*What you will do*.
Reproduce the entries below word for word, beginning at the line that contains "Where in the UI above is the rocky shore?" and stopping after the final line of the entries.

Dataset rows
☆ ☆ ☆ ☆ ☆ ☆ ☆

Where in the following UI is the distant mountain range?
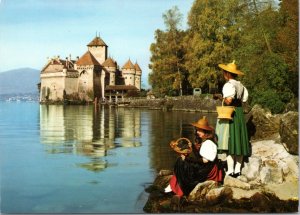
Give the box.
[0,68,40,95]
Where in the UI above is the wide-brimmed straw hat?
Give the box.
[218,61,244,75]
[191,116,214,131]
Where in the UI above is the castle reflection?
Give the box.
[40,105,141,171]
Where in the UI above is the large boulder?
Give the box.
[279,112,299,155]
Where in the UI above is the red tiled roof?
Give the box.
[134,63,142,71]
[122,59,135,69]
[105,85,138,90]
[102,57,117,68]
[76,51,101,65]
[87,37,107,46]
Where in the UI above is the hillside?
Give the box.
[0,68,40,95]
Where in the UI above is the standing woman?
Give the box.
[214,61,251,178]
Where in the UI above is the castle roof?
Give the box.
[76,51,101,65]
[102,57,117,68]
[105,85,138,90]
[122,59,135,69]
[134,63,142,71]
[87,37,107,47]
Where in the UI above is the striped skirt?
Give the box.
[216,107,251,156]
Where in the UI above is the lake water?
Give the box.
[0,102,216,213]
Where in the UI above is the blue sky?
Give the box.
[0,0,194,86]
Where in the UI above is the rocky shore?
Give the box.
[130,98,299,213]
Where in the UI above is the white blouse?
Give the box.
[222,79,249,102]
[199,140,217,161]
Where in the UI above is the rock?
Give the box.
[242,156,262,181]
[265,160,283,184]
[158,169,173,176]
[248,105,280,139]
[259,167,271,184]
[205,187,232,205]
[224,175,251,190]
[279,112,299,155]
[188,181,218,201]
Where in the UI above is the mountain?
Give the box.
[0,68,40,95]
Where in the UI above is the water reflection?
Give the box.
[40,105,141,171]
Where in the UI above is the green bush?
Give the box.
[251,89,285,114]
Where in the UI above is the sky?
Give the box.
[0,0,194,88]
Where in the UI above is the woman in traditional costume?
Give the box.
[165,117,223,197]
[214,61,251,178]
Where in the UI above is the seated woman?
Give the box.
[165,116,223,196]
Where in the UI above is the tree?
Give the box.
[149,6,188,96]
[185,0,244,91]
[233,0,293,113]
[274,0,299,97]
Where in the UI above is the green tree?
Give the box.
[233,0,293,113]
[149,6,188,96]
[274,0,299,97]
[185,0,244,91]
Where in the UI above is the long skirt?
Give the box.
[228,107,251,156]
[216,119,230,153]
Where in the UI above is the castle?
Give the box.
[39,36,142,103]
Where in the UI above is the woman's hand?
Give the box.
[213,93,223,100]
[224,97,233,105]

☆ ☆ ☆ ☆ ☆ ☆ ☆

*Correct result*.
Where in the UI above is the rocky shore?
Give the box.
[130,98,299,213]
Where in the UI above is the white blouse?
Give the box.
[222,79,249,102]
[199,140,217,161]
Where in the UI above is the rock?
Give the box.
[242,156,262,181]
[265,160,283,184]
[158,169,173,176]
[248,105,280,139]
[259,167,271,184]
[205,187,232,205]
[224,175,251,190]
[279,112,299,155]
[188,181,218,201]
Where in the UI above is the mountain?
Give the box.
[0,68,40,95]
Where in the UI above is the water reflection?
Give the box.
[40,105,141,171]
Where in the UI above is the green bush?
Give the box.
[251,89,285,114]
Where in the UI above is the sky?
Give the box.
[0,0,194,88]
Where in the UI above is the woman in traditional costume?
Give the box.
[165,117,223,197]
[214,61,251,178]
Where in the UI above is the seated woman?
Give the box.
[165,116,223,196]
Where in the UI above is the tree?
Give the box.
[149,6,188,96]
[185,0,244,91]
[233,0,293,113]
[274,0,299,97]
Where in the UI above is the green tree?
Give the box.
[233,0,293,113]
[149,6,188,96]
[274,0,299,97]
[185,0,244,91]
Where in the UI above is the long skirt?
Give the box.
[228,107,251,156]
[216,119,230,153]
Where in the UI above is the castle?
Give the box.
[39,36,142,103]
Where in the UI above is the woman's hand?
Give the box.
[213,93,223,100]
[224,97,233,105]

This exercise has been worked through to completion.